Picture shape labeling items
□ □ □

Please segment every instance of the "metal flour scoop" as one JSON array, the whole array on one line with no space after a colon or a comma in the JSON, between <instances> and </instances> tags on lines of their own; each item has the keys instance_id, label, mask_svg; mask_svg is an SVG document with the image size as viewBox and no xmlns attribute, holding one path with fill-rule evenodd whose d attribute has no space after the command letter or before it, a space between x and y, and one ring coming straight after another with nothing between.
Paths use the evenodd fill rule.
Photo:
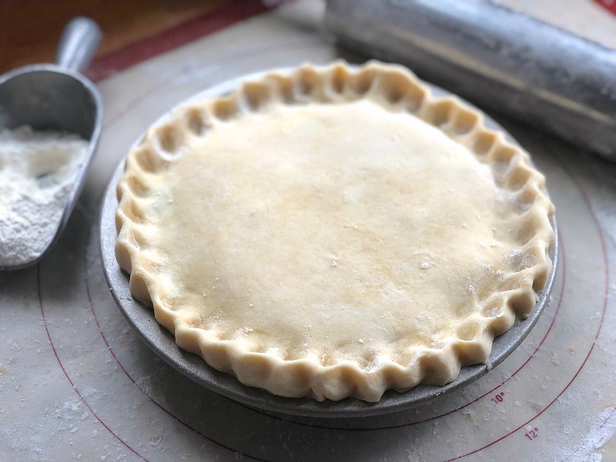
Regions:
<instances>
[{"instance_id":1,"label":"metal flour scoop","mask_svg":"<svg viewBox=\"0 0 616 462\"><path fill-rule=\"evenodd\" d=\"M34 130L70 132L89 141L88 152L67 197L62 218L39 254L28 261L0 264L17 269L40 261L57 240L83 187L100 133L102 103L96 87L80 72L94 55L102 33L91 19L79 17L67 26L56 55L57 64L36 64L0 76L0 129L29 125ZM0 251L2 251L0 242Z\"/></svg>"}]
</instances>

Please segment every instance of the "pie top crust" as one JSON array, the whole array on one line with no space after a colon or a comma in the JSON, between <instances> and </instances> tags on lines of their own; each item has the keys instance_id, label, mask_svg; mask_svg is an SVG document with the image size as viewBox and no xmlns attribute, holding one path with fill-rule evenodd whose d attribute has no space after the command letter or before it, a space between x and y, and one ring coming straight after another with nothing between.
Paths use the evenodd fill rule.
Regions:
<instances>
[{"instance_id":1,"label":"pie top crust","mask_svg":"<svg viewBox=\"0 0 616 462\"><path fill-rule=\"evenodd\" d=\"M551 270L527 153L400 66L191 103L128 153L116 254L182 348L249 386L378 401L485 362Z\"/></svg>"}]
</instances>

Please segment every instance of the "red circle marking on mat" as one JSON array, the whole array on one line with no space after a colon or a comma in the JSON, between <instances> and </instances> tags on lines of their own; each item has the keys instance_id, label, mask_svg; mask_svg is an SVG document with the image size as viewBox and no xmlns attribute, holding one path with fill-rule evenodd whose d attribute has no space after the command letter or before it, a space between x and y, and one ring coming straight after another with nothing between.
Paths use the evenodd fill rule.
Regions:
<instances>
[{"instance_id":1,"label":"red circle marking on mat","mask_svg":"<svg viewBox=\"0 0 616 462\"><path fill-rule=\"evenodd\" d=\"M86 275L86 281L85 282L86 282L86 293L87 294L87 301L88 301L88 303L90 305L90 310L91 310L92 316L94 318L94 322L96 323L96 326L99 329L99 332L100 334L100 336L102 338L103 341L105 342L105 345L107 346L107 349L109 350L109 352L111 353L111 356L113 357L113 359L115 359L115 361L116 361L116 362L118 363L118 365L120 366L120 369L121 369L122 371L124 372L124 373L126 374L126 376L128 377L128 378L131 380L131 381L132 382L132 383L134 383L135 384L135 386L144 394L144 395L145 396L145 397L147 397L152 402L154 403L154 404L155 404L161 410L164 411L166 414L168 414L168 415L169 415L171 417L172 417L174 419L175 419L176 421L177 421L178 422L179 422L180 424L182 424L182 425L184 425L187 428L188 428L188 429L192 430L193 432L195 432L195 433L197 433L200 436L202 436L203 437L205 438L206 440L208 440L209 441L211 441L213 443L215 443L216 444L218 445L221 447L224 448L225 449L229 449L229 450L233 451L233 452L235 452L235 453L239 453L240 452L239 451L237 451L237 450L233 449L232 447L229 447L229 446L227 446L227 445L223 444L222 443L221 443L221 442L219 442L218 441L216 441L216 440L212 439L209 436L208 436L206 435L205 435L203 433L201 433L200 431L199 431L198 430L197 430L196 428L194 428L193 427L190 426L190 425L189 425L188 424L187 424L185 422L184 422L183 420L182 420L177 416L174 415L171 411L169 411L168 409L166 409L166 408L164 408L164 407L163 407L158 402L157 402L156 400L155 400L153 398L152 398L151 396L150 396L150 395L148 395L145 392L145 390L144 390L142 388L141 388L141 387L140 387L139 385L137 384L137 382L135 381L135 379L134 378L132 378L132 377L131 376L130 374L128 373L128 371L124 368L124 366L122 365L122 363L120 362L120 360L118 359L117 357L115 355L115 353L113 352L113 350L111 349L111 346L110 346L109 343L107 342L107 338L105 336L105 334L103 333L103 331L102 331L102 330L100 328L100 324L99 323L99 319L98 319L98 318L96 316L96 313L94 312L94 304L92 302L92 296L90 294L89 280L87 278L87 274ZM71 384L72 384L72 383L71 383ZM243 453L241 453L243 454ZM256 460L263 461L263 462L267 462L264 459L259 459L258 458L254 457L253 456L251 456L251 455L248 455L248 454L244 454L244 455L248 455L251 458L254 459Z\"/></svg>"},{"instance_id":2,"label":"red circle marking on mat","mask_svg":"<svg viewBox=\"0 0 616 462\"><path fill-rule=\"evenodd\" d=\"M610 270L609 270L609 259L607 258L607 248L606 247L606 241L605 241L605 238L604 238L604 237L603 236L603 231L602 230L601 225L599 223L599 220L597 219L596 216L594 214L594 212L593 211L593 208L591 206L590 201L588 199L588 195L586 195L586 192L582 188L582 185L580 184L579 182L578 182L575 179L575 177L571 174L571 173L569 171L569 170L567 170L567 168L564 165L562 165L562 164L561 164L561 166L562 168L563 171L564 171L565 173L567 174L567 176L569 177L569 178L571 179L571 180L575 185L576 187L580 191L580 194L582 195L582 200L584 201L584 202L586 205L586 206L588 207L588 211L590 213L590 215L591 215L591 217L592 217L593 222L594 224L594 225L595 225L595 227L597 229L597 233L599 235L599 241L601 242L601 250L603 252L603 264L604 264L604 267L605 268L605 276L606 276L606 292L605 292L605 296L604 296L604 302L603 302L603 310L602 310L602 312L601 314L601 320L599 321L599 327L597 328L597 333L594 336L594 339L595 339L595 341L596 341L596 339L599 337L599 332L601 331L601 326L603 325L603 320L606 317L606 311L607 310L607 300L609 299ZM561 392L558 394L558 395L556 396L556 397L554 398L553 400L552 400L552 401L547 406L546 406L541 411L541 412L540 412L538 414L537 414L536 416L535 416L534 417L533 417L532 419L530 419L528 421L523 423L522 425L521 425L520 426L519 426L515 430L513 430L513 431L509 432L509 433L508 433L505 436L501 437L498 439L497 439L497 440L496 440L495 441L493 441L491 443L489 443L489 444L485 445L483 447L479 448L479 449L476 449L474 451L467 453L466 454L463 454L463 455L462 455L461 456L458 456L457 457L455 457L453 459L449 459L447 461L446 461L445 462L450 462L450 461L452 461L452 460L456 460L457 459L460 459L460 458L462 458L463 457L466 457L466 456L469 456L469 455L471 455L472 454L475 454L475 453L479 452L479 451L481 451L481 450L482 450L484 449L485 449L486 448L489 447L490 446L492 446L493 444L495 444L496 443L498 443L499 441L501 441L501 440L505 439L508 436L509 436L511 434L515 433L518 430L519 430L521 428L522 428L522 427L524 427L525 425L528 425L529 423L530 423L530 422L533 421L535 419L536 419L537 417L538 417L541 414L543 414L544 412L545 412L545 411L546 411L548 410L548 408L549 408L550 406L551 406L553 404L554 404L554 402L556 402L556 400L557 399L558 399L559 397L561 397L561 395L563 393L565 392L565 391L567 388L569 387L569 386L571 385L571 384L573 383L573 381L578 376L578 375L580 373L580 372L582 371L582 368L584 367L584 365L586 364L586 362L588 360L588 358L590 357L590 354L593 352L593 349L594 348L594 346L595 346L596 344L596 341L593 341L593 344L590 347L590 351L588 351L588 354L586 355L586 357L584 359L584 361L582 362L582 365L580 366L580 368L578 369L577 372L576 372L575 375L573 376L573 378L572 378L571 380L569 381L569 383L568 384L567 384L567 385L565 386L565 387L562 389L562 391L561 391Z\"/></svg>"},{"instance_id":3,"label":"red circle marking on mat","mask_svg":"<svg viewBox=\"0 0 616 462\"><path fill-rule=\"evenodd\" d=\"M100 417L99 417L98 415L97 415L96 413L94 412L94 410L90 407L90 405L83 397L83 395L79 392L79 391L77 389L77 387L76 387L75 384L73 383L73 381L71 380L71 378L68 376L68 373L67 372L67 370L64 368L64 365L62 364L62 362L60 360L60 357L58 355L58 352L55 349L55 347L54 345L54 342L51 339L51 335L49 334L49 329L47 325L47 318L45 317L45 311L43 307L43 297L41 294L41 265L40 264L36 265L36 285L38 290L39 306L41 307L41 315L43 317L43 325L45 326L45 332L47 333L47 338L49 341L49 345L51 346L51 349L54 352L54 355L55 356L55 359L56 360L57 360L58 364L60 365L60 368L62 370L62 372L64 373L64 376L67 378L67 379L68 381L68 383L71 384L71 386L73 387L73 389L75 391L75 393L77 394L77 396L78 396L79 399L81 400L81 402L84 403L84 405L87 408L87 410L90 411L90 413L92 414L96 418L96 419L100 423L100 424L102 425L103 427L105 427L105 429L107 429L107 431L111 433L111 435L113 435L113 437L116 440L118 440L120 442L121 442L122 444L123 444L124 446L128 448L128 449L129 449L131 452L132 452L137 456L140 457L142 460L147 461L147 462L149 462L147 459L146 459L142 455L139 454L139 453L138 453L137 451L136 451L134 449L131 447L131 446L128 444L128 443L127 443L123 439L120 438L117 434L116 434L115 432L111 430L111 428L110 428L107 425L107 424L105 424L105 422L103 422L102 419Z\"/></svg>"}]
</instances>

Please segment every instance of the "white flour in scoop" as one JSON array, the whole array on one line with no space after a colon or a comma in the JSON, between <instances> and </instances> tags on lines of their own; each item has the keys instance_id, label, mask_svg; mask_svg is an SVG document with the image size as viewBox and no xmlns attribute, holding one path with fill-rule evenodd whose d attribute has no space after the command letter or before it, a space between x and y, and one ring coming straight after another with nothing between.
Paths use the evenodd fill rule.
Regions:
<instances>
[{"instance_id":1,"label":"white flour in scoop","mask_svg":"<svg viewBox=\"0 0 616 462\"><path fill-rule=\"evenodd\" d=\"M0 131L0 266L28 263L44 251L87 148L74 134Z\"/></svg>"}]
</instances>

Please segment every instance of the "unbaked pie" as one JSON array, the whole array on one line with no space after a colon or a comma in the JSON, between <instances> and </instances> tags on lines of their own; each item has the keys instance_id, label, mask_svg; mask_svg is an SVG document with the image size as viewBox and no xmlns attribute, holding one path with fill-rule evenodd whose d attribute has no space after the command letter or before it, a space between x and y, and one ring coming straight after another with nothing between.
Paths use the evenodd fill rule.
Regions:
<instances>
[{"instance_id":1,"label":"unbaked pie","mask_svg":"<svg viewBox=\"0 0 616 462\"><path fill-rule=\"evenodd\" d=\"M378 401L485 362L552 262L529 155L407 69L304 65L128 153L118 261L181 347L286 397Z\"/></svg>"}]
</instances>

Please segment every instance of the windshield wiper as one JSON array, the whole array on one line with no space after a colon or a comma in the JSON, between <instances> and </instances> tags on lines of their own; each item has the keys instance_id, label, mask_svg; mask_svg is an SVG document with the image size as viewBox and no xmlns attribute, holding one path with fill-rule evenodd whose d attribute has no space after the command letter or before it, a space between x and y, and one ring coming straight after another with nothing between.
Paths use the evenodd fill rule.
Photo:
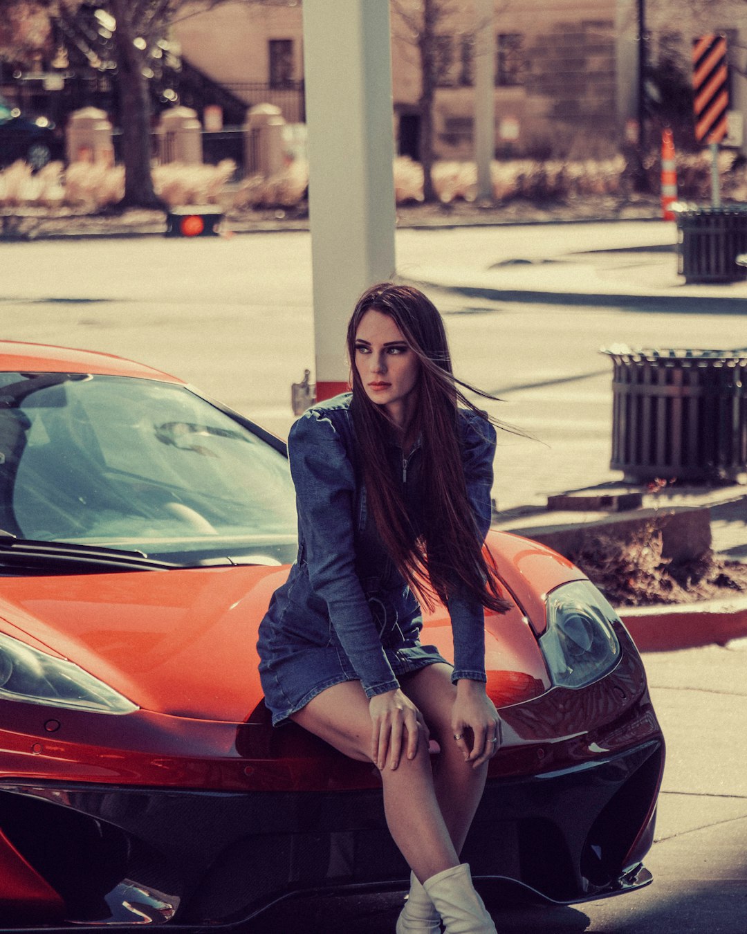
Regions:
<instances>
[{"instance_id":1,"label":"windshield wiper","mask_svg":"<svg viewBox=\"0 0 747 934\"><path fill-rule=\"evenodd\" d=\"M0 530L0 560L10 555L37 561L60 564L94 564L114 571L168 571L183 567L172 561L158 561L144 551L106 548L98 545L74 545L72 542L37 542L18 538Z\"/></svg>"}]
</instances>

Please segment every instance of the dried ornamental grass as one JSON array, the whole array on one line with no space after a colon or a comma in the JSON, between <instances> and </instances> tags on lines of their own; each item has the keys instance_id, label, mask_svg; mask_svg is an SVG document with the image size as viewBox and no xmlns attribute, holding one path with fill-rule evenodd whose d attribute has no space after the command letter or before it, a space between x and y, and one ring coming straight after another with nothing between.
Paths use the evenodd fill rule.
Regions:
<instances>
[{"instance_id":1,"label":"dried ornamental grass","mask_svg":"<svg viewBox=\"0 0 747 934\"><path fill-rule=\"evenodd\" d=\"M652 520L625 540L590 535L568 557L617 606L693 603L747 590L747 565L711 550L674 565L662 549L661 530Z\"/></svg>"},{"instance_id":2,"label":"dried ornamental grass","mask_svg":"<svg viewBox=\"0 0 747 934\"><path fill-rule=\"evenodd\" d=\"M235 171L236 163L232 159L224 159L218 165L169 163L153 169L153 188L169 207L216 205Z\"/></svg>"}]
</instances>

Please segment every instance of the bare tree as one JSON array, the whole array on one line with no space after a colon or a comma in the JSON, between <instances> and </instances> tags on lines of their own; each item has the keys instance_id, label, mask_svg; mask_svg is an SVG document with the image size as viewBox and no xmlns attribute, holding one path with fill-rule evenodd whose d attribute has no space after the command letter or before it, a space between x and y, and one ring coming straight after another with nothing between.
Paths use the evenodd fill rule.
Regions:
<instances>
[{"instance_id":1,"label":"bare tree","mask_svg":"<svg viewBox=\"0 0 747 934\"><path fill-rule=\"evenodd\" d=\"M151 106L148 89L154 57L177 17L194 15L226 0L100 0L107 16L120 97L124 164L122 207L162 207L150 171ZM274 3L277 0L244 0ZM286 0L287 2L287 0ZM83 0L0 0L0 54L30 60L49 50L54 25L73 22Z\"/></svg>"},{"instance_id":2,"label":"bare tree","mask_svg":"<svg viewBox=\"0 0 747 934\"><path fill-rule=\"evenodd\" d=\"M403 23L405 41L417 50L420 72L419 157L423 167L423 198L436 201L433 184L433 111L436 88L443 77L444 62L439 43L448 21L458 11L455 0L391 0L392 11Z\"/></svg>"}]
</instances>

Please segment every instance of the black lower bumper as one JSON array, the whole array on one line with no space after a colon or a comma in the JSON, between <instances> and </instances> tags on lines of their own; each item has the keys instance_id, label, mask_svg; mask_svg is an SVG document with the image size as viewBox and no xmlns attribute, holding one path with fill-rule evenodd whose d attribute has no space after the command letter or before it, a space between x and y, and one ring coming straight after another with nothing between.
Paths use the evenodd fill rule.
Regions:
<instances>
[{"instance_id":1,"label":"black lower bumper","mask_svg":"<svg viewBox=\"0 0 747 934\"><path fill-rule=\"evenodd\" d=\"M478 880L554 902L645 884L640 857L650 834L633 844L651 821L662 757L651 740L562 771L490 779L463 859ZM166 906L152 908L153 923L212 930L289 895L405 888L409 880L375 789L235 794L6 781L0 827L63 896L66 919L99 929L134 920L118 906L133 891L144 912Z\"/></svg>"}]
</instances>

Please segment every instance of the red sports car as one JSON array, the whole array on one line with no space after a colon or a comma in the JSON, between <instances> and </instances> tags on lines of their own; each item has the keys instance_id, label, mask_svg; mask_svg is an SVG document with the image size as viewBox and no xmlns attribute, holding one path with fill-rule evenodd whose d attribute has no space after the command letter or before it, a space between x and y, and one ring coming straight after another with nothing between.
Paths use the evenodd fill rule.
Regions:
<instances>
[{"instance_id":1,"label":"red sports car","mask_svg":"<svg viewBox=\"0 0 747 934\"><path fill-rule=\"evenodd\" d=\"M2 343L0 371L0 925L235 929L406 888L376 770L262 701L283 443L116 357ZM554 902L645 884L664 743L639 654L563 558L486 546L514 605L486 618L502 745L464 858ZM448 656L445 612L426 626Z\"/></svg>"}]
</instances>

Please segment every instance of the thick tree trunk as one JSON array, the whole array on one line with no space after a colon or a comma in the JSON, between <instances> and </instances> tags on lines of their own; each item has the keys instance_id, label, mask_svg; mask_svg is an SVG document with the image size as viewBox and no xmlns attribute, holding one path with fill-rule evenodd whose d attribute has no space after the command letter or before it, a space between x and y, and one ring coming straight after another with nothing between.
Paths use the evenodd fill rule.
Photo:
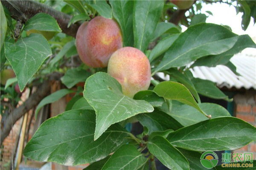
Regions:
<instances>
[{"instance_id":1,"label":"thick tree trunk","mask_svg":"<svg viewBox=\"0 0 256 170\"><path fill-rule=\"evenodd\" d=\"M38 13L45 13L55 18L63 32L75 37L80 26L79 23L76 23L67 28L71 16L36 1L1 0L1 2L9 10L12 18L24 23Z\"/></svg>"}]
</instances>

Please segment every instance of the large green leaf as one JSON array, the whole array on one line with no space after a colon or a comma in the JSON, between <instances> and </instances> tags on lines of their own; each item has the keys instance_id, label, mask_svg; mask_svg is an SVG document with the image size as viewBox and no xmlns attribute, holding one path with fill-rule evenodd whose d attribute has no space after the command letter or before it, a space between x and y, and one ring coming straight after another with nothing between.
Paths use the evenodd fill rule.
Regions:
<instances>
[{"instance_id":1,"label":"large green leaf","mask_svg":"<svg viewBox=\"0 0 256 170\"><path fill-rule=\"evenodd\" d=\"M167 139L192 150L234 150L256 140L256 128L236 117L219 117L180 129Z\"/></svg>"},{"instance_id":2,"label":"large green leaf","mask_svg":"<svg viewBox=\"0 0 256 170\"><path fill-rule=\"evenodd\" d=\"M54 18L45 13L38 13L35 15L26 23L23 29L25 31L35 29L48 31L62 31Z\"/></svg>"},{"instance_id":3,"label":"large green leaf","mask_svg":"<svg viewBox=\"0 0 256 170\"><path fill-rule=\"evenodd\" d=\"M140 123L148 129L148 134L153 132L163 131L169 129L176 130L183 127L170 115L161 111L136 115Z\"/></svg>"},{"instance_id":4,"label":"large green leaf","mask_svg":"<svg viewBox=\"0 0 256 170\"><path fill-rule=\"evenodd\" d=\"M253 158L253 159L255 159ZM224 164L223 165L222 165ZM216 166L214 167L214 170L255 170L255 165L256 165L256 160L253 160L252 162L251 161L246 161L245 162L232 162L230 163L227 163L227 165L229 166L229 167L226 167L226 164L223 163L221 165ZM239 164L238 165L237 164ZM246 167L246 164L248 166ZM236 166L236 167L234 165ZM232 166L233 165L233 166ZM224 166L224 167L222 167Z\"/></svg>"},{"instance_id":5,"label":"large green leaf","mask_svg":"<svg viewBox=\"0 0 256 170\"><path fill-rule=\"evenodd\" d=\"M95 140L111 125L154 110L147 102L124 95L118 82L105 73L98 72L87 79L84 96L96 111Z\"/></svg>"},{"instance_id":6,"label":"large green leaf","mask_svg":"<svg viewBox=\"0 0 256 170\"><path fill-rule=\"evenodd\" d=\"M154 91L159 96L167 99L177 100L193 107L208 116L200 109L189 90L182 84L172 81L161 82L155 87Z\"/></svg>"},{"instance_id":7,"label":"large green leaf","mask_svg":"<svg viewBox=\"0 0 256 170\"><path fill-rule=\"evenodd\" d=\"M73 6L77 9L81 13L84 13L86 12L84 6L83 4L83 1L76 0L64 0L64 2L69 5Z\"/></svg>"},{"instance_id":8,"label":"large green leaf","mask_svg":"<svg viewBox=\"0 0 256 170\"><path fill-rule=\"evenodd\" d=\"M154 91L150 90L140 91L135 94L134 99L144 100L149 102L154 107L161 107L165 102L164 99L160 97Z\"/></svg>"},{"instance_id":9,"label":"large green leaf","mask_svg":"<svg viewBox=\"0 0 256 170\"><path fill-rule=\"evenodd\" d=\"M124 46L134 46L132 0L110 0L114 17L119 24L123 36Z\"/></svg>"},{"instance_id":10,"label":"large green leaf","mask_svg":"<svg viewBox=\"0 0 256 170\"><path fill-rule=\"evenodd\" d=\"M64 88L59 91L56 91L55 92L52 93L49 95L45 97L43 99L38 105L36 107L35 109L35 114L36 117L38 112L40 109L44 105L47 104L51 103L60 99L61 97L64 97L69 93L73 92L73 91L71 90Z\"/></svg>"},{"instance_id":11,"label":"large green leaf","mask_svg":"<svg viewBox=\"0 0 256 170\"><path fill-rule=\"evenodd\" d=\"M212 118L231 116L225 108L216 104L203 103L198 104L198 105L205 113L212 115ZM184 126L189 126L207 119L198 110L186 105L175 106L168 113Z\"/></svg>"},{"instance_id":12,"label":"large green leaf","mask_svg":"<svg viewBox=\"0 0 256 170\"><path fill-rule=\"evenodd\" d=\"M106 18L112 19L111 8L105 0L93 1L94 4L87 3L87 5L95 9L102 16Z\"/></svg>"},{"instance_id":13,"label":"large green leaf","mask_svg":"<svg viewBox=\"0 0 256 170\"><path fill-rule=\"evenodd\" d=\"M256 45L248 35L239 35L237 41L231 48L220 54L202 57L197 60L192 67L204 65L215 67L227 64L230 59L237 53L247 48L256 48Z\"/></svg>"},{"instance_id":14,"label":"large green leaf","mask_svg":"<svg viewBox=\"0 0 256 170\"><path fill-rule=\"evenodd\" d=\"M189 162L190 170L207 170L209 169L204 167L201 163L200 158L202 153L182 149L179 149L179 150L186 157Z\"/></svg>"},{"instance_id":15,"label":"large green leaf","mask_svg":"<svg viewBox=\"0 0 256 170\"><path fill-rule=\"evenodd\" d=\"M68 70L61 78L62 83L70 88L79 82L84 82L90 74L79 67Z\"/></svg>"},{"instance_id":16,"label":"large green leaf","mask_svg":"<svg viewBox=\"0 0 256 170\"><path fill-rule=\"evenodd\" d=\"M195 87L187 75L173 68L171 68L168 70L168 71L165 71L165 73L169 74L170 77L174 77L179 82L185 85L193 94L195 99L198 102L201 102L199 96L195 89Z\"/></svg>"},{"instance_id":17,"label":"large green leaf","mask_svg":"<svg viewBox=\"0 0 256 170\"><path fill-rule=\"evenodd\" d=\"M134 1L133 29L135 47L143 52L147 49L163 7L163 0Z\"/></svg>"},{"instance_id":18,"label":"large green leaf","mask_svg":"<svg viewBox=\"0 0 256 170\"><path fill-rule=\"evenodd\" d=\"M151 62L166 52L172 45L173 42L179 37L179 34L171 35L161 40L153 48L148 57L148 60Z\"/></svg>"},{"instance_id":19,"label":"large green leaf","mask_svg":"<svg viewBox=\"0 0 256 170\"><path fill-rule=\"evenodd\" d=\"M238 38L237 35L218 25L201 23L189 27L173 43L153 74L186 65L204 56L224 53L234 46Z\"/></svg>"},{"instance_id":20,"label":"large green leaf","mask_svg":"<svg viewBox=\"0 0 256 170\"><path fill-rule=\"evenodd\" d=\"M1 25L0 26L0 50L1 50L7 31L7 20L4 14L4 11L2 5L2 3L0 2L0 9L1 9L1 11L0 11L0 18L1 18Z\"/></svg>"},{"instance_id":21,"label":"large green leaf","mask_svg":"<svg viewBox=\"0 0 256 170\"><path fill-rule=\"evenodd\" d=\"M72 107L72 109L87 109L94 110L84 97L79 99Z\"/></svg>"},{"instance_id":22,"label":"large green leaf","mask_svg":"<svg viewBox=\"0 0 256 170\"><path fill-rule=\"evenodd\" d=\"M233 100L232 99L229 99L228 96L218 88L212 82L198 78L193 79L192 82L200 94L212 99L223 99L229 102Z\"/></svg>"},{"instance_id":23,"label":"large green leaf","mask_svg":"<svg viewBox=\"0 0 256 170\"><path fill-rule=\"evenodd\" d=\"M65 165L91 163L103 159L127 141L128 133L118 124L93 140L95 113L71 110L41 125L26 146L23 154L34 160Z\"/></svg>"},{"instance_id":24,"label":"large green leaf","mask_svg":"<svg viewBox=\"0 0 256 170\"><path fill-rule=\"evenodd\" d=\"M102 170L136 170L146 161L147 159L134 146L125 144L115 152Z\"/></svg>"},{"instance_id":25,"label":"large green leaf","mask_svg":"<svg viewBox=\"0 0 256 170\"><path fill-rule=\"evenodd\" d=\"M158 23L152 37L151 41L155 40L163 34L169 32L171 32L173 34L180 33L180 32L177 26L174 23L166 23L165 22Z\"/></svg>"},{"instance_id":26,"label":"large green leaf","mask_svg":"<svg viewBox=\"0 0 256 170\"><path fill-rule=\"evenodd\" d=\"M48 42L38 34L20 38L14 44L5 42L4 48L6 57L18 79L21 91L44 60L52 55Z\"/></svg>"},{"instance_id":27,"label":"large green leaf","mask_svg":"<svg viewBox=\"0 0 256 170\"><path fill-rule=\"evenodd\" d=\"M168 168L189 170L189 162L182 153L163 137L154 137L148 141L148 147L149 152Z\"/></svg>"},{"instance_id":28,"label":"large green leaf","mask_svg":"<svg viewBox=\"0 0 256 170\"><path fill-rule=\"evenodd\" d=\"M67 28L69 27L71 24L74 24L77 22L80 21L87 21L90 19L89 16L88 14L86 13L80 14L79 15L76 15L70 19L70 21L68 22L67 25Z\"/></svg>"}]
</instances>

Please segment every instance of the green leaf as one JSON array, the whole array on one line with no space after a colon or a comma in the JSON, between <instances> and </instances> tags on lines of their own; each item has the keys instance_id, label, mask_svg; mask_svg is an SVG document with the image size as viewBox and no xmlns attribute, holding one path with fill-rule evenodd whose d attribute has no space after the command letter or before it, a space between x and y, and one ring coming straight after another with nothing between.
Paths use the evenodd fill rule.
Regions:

□ □ □

*Goal*
Take the line with "Please segment every instance of the green" and all lines after it to the last line, and reproduce them exactly.

*Exercise answer*
Please segment every instance of the green leaf as one JSON array, the whole array on one line with no space after a colon or a comma in the JSON, between <instances> and </instances> tags on lines of their own; each item has the keys instance_id, label, mask_svg; mask_svg is an SVG document with the image size as viewBox and no xmlns attribute, holding one path with fill-rule evenodd whose d attribute has no space after the command letter or before it, a space between x and y, and one ring coming straight after another with nothing between.
Paths use the evenodd fill rule.
Regions:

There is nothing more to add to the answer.